◆ Written problem
Would it be possible to quote, exactly and in full, the lines from the one with "point: treeline -- one" through the end of the entries below?

Location annotation dataset excerpts:
** Begin **

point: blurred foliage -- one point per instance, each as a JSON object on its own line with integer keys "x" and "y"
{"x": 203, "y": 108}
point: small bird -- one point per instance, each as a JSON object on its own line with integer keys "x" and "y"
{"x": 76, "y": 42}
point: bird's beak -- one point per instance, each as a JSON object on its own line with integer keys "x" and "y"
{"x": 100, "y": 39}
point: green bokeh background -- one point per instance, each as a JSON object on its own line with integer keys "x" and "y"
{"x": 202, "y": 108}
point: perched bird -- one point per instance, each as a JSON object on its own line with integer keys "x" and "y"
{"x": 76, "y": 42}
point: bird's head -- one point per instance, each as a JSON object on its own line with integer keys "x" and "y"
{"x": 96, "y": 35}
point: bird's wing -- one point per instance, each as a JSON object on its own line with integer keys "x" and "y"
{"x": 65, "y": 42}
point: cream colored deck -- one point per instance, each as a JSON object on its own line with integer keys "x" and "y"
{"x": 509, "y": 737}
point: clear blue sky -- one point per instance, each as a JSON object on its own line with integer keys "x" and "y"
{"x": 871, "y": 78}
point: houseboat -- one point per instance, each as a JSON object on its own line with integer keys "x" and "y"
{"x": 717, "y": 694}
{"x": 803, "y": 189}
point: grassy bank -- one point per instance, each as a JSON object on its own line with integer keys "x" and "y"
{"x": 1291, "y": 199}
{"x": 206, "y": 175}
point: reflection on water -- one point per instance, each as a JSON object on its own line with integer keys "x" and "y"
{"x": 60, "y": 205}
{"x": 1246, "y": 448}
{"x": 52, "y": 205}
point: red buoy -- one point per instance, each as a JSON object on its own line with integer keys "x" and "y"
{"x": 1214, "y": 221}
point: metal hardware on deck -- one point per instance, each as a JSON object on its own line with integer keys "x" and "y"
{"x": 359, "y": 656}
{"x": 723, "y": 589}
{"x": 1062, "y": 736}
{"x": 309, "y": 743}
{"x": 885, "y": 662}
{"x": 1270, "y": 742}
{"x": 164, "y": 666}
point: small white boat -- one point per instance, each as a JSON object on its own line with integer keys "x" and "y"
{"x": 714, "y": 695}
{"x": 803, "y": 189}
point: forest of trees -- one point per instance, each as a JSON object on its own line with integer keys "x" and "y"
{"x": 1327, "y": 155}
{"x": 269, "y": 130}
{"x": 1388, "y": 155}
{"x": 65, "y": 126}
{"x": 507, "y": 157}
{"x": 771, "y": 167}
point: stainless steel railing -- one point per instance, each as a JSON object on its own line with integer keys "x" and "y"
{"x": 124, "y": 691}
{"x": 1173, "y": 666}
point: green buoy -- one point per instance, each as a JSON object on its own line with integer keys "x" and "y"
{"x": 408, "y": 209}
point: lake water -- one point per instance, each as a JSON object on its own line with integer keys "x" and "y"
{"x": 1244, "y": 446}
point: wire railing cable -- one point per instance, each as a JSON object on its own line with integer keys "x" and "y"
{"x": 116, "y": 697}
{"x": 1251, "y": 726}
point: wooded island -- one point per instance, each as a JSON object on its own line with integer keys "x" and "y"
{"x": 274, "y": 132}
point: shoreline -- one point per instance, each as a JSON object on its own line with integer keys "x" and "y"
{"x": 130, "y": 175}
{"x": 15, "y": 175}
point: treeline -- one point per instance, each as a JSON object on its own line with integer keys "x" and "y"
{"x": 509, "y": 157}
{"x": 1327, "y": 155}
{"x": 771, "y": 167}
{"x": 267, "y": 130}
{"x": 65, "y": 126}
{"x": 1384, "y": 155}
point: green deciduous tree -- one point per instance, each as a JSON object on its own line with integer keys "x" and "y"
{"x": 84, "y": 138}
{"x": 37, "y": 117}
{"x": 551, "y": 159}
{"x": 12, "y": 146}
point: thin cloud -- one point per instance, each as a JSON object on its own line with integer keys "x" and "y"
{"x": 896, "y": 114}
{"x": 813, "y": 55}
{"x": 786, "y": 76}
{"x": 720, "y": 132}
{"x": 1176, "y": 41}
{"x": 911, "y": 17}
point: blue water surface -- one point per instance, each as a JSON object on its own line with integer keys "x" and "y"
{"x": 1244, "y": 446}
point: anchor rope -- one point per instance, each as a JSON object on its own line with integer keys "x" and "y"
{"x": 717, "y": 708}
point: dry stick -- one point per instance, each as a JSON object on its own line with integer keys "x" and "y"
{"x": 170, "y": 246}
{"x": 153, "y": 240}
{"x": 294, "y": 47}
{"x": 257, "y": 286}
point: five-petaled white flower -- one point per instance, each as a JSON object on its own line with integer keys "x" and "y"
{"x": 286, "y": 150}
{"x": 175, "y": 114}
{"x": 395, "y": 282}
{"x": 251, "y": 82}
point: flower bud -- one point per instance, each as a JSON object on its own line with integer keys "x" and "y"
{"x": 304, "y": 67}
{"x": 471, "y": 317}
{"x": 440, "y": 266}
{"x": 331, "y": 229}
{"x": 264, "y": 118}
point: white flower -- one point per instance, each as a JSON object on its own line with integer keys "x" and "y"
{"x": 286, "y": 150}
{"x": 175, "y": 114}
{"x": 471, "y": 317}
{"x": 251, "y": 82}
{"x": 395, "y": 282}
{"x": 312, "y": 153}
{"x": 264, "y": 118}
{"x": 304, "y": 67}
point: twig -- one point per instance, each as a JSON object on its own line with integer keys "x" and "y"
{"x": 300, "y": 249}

** End **

◆ Solution for this task
point: treeline -- one point per instance, each as a JSON object on its own line with integer keys "x" and "y"
{"x": 509, "y": 157}
{"x": 1327, "y": 155}
{"x": 771, "y": 167}
{"x": 267, "y": 130}
{"x": 65, "y": 126}
{"x": 1384, "y": 155}
point: green deciduous tree -- one point per instance, each as a JSON object on its own line with integer keys "x" and "y"
{"x": 84, "y": 138}
{"x": 37, "y": 117}
{"x": 551, "y": 159}
{"x": 12, "y": 146}
point: thin cloud -- one point per instance, each as a JSON object on its own line with integer keys "x" and "y"
{"x": 896, "y": 114}
{"x": 813, "y": 55}
{"x": 786, "y": 76}
{"x": 720, "y": 132}
{"x": 1176, "y": 41}
{"x": 911, "y": 17}
point: blue water surface -- one point per instance, each as a JSON object on its own line with integer keys "x" and "y"
{"x": 1244, "y": 446}
point: anchor rope -- one point per instance, each as a JSON object on its own line with integer keys "x" and "y"
{"x": 717, "y": 708}
point: dry stick -- one point per instance, each as a JSON object on its own line with integer keys "x" and "y"
{"x": 170, "y": 246}
{"x": 153, "y": 240}
{"x": 294, "y": 47}
{"x": 257, "y": 286}
point: five-petaled white flower -- one point per instance, each as a JSON object on its own line with integer keys "x" and "y"
{"x": 286, "y": 150}
{"x": 175, "y": 114}
{"x": 395, "y": 282}
{"x": 251, "y": 82}
point: flower bud -- one point per instance, each as a JSON object on its own line with integer keys "x" and "y"
{"x": 304, "y": 67}
{"x": 471, "y": 317}
{"x": 440, "y": 266}
{"x": 331, "y": 229}
{"x": 264, "y": 118}
point: white flower -- one point per instance, each as a JSON object on its own line with integer keys "x" and "y"
{"x": 286, "y": 150}
{"x": 175, "y": 114}
{"x": 471, "y": 317}
{"x": 251, "y": 82}
{"x": 395, "y": 282}
{"x": 312, "y": 153}
{"x": 264, "y": 118}
{"x": 304, "y": 67}
point: twig -- one point per instance, each as a JSON object on its own line with integer keys "x" and "y"
{"x": 300, "y": 249}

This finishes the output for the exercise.